• Your task
Extract each line of the data below that contains the word "alpaca". The match is case-sensitive.

• Stored data
━━━━━━━━━━━━━━━━━━━━━━━━━━━━━━

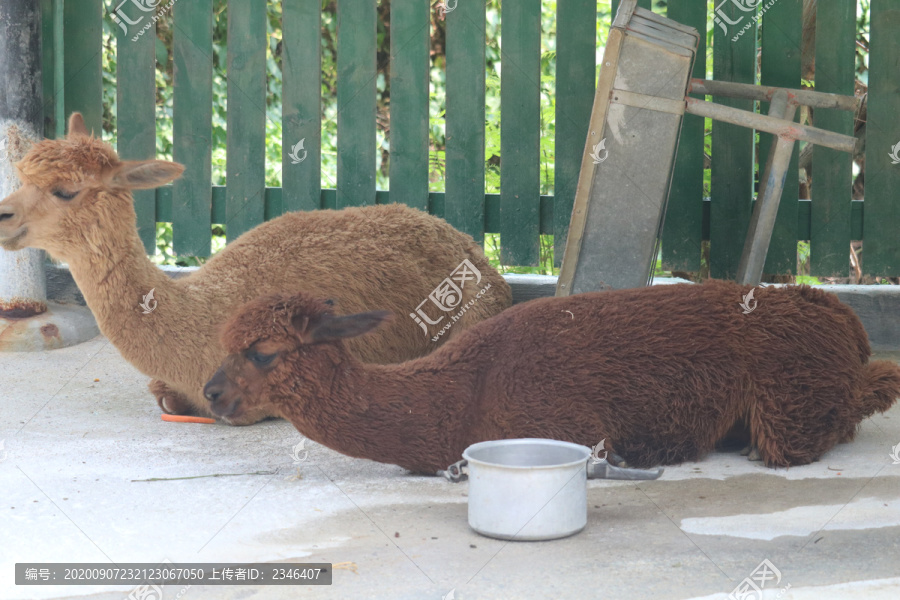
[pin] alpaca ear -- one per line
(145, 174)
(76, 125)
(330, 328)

━━━━━━━━━━━━━━━━━━━━━━━━━━━━━━

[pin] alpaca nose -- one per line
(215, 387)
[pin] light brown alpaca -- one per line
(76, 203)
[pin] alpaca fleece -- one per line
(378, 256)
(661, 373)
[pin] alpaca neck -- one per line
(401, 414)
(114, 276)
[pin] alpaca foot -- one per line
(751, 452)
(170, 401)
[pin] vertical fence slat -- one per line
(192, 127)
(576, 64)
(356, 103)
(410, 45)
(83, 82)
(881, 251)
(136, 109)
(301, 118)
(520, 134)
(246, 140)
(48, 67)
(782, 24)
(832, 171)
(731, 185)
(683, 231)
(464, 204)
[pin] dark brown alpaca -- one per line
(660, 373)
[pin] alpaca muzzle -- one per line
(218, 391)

━━━━━━━━━━━━━━━━━━━━━━━━━━━━━━

• Solution for this problem
[pin] alpaca ear -- one per line
[pin] alpaca nose -- one per line
[pin] light brown alpaca -- one per line
[pin] alpaca fleece -- one per line
[pin] alpaca neck -- one per line
[pin] alpaca foot -- one per line
[pin] dark brown alpaca -- one per line
[pin] alpaca muzzle -- one per line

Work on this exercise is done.